Thursday, October 21, 2010

Street Harassment and the Problem of WWF (Walking While Female)

I am writing this post in response to another blog post that I read. It was about street harassment, and it was a rather incendiary post, the language of which made me more than angry. While 99% of my experiences with street harassment have involved black men, I have no interest in using that fact to argue that black men are somehow more prone to this type of harassment, to perpetuate any racist stereotypes about black men. Unlike the woman in the other post, I think this is a problem that black men and women need to talk about, and wholesale accusing black men of being sexist assholes only prevents dialogue, and it obscures the problem. And this is a problem – a problem that has been talked about by feminists and women in general for ages. This is a problem that involves the way men are raised to view women and the way women are raised to accept certain behaviors from men. I'll say more on this in another post. Right now, I share my stories because I think the discussion needs to begin somewhere: why not with the personal? I share these stories because I think it’s time we talk about how oppressive it often is just to walk while female.

> **Description of the task**:
Why does the post on street harassment above object to wholesale accusing black men of being sexist? Reply in one to three sentences.

[Stored data]
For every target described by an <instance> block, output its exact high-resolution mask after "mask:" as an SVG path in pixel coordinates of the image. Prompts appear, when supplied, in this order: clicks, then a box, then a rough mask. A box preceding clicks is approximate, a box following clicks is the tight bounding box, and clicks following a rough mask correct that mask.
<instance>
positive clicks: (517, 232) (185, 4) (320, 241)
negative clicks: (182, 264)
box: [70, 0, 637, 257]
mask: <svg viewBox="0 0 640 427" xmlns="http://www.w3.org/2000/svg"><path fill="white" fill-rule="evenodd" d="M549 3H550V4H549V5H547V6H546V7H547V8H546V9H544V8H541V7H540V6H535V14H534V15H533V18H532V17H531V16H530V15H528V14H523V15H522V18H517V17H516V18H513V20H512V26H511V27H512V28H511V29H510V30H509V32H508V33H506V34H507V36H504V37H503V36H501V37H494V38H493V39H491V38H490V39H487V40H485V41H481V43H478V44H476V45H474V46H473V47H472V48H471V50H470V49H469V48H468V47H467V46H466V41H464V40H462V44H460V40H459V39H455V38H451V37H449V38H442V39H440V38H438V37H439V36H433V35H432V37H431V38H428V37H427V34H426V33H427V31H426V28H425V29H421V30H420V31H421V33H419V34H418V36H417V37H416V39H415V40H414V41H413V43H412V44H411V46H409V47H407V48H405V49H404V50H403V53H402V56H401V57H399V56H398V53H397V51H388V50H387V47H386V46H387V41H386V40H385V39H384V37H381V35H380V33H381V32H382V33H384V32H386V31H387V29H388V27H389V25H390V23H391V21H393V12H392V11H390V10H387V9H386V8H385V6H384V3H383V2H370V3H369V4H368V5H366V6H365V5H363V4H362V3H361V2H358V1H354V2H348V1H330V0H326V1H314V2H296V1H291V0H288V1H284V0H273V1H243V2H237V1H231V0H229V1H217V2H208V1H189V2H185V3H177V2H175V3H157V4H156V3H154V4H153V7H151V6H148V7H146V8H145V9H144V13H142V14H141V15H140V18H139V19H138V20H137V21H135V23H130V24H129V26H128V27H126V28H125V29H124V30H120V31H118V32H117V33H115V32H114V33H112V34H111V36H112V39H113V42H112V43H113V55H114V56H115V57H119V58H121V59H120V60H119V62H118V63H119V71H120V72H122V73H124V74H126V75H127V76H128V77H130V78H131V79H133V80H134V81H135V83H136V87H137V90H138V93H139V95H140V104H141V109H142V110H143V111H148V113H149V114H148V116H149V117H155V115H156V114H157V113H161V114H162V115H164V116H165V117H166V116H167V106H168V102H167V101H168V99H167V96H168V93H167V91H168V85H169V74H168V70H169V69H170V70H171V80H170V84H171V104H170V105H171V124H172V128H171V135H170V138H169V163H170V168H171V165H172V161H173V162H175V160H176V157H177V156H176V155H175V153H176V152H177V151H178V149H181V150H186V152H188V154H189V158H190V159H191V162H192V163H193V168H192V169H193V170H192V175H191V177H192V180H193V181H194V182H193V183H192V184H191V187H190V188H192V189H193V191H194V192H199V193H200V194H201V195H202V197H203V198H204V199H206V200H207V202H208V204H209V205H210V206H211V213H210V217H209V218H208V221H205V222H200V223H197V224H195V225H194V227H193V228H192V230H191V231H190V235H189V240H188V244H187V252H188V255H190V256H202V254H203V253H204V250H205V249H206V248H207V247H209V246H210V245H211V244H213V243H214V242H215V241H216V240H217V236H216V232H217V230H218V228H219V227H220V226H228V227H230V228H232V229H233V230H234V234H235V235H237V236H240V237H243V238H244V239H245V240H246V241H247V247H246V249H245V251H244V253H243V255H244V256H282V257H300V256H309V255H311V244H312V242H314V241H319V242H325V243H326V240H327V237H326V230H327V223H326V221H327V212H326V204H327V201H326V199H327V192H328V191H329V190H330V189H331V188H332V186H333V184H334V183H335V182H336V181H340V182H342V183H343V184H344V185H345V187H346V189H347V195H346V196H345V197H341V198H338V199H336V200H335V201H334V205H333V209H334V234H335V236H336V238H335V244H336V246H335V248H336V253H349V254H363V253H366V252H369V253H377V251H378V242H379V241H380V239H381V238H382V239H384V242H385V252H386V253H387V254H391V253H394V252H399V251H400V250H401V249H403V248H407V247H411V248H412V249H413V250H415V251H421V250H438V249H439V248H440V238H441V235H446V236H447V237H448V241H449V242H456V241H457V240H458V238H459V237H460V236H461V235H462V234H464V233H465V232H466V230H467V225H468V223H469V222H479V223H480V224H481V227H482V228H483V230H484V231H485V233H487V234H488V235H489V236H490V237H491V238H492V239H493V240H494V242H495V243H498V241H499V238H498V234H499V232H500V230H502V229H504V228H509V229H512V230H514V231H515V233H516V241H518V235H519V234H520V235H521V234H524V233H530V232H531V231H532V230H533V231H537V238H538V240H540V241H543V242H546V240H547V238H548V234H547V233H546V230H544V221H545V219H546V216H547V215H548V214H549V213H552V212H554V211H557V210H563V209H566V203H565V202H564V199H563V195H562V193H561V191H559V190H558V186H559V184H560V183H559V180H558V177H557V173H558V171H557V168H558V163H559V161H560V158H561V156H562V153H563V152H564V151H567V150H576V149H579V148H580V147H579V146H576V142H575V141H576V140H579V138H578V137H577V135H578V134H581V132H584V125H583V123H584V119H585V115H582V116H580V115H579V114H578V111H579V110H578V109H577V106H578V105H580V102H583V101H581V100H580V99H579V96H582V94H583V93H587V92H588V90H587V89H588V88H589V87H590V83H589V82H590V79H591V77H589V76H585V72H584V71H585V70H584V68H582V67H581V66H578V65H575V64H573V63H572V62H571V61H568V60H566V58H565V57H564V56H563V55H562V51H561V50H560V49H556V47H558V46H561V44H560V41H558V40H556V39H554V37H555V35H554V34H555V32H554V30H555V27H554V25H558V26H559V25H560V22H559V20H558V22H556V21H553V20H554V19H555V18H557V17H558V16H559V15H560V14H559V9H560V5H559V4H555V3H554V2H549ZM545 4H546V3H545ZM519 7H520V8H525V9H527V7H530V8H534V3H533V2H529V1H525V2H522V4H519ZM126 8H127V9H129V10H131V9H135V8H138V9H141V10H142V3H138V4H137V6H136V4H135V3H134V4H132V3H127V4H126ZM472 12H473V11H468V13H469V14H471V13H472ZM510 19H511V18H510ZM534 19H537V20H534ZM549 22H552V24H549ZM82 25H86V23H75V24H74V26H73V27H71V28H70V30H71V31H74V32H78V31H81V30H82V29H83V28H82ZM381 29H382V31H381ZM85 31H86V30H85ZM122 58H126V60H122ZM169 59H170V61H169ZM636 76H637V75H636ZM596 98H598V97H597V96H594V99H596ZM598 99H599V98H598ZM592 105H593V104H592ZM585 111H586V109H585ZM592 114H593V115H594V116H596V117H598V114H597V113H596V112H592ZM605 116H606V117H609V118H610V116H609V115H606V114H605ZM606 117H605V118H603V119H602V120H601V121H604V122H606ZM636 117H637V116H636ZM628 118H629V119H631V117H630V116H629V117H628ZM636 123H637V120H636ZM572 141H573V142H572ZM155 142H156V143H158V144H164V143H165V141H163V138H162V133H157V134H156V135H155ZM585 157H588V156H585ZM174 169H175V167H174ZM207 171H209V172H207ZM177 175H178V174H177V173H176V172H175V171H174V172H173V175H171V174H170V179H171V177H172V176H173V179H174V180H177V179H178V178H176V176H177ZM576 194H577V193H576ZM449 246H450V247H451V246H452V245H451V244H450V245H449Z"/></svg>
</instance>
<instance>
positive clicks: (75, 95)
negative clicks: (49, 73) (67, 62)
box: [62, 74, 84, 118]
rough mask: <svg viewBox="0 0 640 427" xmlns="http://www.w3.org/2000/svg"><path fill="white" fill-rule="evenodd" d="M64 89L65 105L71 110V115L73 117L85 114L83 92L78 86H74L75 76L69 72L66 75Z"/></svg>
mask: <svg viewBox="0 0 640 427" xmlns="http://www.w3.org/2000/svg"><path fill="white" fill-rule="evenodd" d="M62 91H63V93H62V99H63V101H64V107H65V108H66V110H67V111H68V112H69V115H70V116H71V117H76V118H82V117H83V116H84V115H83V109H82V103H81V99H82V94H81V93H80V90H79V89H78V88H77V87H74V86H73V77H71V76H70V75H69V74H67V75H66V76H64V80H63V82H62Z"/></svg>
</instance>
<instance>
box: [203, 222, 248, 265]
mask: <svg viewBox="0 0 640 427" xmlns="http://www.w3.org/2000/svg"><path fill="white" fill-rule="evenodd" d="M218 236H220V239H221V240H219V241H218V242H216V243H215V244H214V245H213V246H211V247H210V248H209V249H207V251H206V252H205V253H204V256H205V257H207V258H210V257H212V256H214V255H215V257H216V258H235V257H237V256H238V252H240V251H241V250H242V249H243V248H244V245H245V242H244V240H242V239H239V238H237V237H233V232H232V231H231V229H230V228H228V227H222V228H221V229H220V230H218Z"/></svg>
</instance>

> **Result**:
The writer says that such wholesale accusation only prevents dialogue and obscures the problem. The writer sees street harassment as a problem that black men and women need to talk about together.